** Start of ENTRIES **
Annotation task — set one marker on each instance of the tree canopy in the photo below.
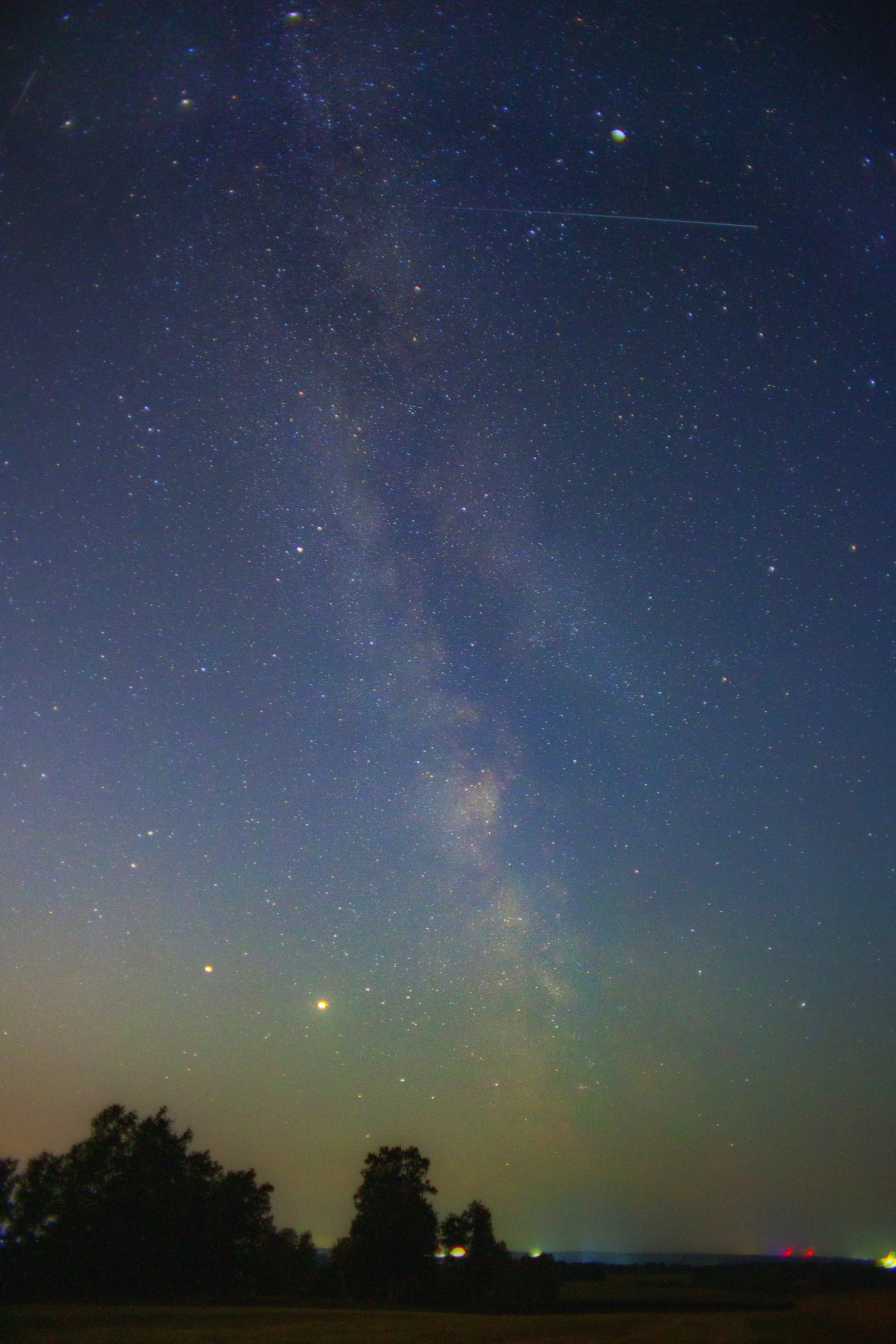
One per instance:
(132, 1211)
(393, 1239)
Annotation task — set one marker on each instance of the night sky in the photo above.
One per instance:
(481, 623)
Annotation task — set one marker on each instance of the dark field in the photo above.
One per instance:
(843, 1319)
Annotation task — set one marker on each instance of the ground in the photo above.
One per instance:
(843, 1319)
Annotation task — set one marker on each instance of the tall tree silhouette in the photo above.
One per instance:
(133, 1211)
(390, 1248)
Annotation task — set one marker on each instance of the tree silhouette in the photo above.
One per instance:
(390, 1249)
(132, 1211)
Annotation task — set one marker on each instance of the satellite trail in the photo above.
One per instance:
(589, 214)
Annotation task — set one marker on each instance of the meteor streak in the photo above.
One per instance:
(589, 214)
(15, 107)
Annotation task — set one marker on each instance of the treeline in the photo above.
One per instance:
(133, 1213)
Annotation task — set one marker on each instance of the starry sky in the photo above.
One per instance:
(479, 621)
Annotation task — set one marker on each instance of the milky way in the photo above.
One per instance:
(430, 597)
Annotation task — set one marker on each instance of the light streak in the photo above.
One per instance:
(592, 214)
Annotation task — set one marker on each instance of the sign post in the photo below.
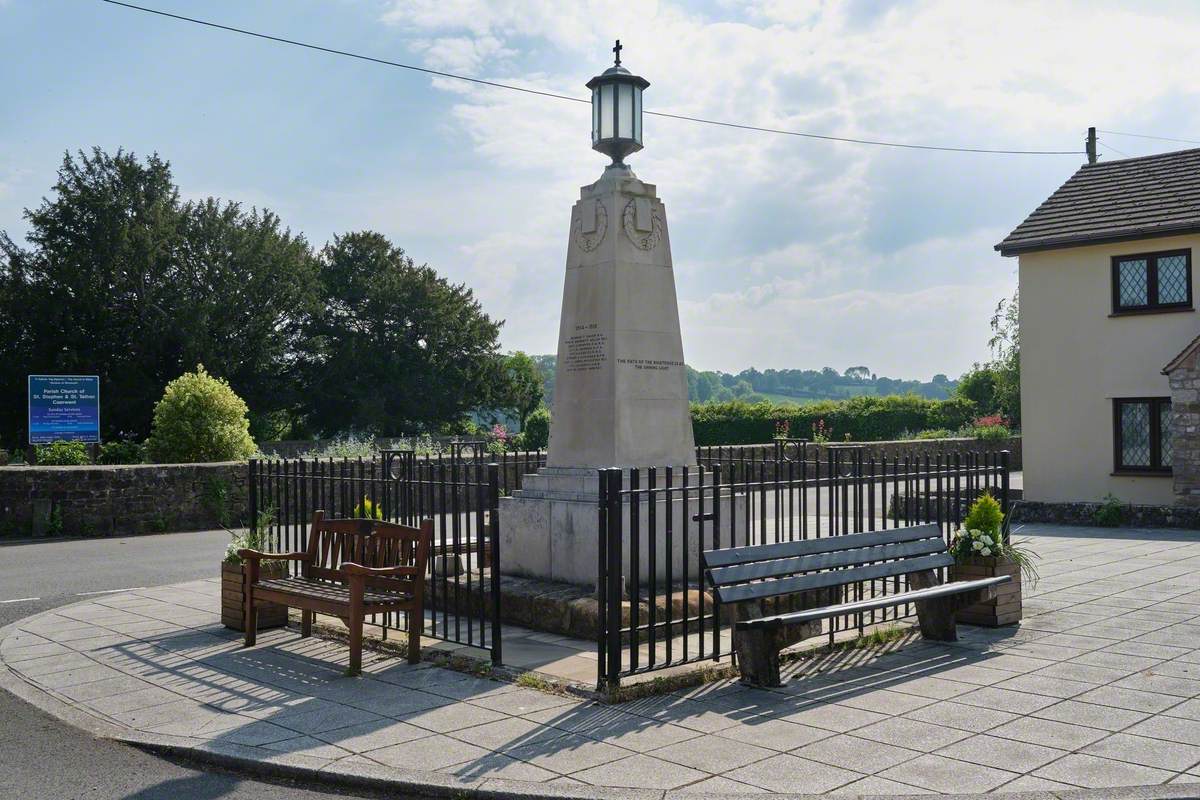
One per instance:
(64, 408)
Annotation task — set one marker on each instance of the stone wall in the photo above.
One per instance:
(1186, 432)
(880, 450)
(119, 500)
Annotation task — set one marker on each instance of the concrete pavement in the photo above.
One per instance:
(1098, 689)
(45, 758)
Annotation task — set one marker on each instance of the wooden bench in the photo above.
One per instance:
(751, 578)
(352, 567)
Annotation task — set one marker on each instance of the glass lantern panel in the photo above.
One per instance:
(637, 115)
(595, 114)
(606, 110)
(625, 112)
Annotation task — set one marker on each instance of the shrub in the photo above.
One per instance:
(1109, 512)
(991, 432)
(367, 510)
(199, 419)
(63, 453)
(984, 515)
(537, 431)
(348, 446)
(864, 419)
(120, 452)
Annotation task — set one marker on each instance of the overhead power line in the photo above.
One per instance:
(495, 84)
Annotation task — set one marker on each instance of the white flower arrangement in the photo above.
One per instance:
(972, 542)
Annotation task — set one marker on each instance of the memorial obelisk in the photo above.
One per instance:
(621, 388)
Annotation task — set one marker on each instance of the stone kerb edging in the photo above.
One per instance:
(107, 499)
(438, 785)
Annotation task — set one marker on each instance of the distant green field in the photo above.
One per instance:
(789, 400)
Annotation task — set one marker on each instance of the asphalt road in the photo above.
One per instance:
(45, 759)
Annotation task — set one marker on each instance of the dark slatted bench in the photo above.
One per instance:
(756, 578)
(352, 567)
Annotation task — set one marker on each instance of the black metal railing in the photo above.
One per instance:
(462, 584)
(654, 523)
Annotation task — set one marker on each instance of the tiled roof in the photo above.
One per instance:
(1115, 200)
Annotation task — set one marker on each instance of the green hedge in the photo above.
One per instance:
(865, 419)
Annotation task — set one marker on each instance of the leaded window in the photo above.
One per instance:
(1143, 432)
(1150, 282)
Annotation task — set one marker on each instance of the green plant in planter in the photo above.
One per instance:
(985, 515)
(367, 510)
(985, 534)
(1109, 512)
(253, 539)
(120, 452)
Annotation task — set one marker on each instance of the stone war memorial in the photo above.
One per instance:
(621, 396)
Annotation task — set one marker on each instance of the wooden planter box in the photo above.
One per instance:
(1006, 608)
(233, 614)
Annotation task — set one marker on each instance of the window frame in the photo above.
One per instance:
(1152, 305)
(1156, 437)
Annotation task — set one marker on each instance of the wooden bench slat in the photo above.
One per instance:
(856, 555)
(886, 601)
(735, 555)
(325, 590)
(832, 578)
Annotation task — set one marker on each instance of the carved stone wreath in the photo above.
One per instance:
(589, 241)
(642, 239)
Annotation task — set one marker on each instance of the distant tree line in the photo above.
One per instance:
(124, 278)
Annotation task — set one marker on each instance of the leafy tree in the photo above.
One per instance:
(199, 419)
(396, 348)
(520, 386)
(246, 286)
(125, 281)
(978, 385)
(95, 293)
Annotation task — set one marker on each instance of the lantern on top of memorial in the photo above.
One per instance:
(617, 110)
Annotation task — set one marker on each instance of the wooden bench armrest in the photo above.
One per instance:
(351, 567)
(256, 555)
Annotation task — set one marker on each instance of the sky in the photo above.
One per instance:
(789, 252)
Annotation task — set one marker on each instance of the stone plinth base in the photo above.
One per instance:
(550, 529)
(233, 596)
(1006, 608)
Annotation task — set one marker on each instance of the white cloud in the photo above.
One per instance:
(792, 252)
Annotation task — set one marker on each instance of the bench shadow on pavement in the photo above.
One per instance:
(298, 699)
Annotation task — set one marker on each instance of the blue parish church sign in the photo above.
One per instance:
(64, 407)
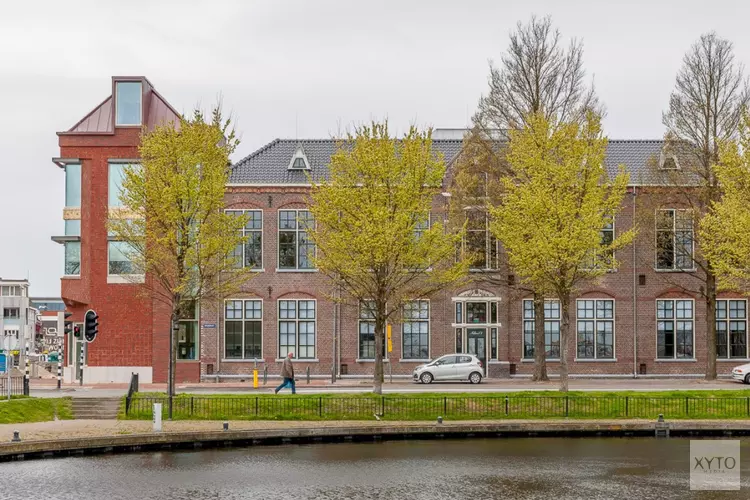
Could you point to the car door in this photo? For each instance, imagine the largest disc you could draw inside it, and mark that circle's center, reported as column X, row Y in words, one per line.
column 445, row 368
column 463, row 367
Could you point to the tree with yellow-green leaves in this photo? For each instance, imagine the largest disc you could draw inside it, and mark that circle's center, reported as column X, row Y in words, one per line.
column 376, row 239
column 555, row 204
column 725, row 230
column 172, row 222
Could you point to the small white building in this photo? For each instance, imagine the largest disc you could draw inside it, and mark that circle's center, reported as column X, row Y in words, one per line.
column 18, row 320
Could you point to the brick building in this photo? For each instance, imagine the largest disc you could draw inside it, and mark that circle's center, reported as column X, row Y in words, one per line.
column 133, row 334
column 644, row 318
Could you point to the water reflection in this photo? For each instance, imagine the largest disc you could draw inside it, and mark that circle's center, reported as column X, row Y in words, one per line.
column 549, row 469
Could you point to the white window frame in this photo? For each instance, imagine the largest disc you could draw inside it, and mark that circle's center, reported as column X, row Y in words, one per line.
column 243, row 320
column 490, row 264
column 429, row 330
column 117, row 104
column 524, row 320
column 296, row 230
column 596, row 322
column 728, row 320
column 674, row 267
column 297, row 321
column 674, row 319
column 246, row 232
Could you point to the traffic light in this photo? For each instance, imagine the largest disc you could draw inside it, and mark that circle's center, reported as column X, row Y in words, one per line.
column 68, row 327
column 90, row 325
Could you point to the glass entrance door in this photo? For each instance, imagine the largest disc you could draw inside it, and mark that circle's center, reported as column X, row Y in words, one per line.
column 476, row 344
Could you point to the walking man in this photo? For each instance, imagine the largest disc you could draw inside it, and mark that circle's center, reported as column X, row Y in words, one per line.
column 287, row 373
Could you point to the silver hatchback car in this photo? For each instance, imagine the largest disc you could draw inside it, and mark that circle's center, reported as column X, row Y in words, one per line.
** End of ENTRIES **
■ **WRITTEN EXERCISE**
Return, unchanged, the lines of the rows above that begin with the one containing "Could you point to the small" and end with the one containing "column 18, row 320", including both of those lines.

■ **ANSWER**
Could you point to the small white building in this photo? For each instance, imagine the largest disc you could draw inside it, and mark that circle's center, reported as column X, row Y in words, one per line.
column 18, row 320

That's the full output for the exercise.